Mir persönlich stößt grundsätzlich diese selbstherrliche Einstellung der Menschen auf, die vor allem Picard gerne mal zur Schau stellt.

"Wir sind perfekt, wir haben alle negativen Wesenszüge unserer Gesellschaft abgelegt und alle anderen sollten sich an uns ein Beispiel nehmen!"

Vor allem weil diverse Folgen und Filme nahelegen, dass das nichts weiter als eine glatte Selbsttäuschung ist.

Fanfictechnisch strebe ich eher die Darstellung an, dass diese Einstellung ein Ideal ist das Charaktere zu erreichen versuchen, aber nicht immer erfolgreich. Dass es nicht selbstverständlich ist, moralisch hochinteger zu sein und dass das Potenzial zu Grausamkeit, Gier und Gewalt noch vorhanden ist. Es ist nur so, dass man erkannt hat, was für eine schlechte Sache das ist und versucht (wiederum: Nicht immer erfolgreich) das zu vermeiden.

Die Darstellung der Gesellschaft der Föderation ist eine andere Sache. Es ist ziemlich offensichtlich, dass man einfach die Prämisse hatte "Es gibt kein Geld mehr. Basta!", ohne sich je über die Implikationen Gedanken gemacht zu haben. Und da gibt es noch ein paar andere Dinge, die unglückliche Implikationen waren, die aber nie so richtig angesprochen wurden.

[Datensatzeinträge]
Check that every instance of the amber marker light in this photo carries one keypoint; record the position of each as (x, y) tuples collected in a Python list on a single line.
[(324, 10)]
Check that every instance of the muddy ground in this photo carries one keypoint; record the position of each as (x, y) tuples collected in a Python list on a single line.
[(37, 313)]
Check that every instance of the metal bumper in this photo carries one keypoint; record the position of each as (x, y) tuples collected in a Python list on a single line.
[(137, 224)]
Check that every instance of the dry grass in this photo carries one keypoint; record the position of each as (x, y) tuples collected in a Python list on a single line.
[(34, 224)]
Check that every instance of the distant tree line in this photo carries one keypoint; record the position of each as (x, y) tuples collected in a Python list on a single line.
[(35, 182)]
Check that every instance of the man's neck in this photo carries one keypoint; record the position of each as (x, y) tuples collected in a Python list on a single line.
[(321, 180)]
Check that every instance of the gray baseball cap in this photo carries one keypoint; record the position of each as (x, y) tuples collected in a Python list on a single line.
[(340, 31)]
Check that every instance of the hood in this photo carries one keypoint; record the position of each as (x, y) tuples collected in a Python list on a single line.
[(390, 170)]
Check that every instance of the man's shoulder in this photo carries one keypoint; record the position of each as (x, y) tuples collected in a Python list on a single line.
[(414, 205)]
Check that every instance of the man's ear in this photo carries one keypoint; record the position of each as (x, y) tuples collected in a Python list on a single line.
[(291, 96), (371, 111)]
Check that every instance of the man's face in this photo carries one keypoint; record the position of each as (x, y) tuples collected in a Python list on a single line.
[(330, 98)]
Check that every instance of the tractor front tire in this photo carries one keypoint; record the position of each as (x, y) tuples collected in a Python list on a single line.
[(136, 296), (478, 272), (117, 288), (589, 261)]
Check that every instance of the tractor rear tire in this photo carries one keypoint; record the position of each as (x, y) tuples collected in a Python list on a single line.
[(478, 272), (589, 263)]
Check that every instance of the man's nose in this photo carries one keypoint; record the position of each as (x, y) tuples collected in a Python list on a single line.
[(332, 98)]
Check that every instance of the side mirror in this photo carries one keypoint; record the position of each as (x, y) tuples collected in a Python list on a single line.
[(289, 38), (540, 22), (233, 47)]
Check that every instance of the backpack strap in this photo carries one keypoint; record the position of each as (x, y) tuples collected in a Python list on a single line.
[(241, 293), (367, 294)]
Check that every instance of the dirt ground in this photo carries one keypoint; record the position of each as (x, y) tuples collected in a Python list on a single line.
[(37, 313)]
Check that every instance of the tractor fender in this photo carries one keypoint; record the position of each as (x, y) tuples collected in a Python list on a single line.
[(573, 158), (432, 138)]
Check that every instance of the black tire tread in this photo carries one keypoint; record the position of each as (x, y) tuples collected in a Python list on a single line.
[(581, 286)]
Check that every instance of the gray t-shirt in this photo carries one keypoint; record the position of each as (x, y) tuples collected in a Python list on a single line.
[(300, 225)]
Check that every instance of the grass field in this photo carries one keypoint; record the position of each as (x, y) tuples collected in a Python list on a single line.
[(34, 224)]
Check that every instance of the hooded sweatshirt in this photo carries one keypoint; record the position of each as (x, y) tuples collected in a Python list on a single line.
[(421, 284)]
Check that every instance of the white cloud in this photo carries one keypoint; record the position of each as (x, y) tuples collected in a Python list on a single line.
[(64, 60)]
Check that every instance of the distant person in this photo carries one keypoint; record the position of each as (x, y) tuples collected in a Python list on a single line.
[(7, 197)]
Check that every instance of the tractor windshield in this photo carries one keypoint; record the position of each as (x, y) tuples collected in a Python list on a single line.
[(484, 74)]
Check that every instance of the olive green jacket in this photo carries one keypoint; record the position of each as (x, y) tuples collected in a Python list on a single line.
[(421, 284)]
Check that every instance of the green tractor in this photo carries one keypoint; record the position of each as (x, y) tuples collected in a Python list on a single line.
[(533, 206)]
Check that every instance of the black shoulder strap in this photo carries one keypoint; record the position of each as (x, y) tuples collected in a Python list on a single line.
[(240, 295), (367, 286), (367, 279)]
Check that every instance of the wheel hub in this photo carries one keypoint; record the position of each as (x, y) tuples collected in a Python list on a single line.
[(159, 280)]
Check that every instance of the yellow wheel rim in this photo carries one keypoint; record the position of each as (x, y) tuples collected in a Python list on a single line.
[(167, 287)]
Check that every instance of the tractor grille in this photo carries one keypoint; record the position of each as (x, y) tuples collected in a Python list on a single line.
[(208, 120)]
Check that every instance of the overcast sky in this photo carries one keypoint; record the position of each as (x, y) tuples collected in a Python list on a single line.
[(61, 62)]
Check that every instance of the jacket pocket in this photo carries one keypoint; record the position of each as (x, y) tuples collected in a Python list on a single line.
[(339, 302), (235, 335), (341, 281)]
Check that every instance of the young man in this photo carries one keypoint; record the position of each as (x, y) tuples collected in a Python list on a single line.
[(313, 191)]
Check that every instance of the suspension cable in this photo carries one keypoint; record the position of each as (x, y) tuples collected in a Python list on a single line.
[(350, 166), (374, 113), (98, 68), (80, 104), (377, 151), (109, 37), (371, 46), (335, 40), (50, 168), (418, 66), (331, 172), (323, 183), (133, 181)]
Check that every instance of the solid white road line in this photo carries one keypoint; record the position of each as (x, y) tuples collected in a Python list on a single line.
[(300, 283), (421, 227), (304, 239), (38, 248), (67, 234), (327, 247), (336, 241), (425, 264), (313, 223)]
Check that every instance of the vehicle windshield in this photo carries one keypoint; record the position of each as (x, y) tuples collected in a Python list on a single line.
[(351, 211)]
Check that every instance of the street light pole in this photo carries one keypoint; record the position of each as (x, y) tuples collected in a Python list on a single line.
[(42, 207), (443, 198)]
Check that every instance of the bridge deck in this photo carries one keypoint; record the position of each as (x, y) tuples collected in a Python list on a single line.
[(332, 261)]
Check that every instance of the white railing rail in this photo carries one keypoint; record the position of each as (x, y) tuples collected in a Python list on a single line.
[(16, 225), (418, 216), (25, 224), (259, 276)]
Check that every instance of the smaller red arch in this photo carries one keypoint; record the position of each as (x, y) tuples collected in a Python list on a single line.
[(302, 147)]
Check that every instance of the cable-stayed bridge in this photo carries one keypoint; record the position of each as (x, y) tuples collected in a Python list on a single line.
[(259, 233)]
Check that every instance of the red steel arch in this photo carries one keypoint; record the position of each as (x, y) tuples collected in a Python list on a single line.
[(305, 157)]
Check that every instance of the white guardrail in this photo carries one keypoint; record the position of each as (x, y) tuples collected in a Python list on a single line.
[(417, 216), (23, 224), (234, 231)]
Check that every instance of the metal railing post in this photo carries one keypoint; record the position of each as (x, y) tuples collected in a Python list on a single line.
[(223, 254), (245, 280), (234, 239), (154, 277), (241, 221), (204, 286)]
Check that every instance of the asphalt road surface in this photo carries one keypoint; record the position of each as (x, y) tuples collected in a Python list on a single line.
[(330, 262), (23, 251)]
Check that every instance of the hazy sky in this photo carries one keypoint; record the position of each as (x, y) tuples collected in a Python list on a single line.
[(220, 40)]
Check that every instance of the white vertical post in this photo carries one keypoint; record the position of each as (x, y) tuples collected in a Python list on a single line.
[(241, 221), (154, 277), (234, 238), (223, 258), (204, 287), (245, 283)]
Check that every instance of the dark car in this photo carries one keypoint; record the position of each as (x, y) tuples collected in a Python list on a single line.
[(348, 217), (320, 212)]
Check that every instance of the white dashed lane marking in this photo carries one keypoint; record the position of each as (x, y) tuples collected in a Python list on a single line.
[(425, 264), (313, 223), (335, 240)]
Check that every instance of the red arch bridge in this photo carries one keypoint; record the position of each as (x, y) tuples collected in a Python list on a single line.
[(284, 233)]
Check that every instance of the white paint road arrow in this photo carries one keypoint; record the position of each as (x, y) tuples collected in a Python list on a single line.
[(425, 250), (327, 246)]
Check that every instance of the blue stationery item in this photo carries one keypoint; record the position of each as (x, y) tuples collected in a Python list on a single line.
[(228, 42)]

» Was zu tun ist
1/ Prüfen Sie, ob die Aussagen (a), (b) und (c) mit dem Text über die Föderation übereinstimmen, und antworten Sie jeweils mit Ja oder Nein samt den entscheidenden Worten des Textes als wörtlichem Zitat.
(a) Picard wird als jemand genannt, der die selbstherrliche Einstellung gern zur Schau stellt.
(b) In der Fanfiction sollen die Charaktere das Ideal stets erreichen.
(c) Die unglücklichen Implikationen wurden ausführlich angesprochen.
2/ Bitte setzen Sie den Text über die Föderation nach seinem letzten Satz fort.

» Lösungen der Aufgaben
1/
(a) Ja: „die vor allem Picard gerne mal zur Schau stellt“
(b) Nein: „ein Ideal ist das Charaktere zu erreichen versuchen, aber nicht immer erfolgreich“
(c) Nein: „die aber nie so richtig angesprochen wurden“

2/
Da versuche ich mein Bestes, die Lücken zu schließen wo ich kann. Z.B. insofern, dass die Föderation intern ein geldloses Verteilungssystem von Gütern benutzt, die quasi unbegrenzt vorhanden sind, aber eine offizielle Währung für Luxusgüter und den Handel mit anderen Nationen besitzt.

Der Punkt ist: Die Utopie hat Lücken. Und wenn Lücken erkennbar sind, leidet die Fähigkeit das Konstrukt ernstzunehmen. Man kann sicher gut durchdachte Utopien erdenken, aber die Föderation, so wie sie im Canon verankert ist, ist keine davon. Sie ist eine Gesellschaft, die sich selbst als Utopia wahrnimmt, aber dabei nur ihre eigenen Schwächen ignoriert.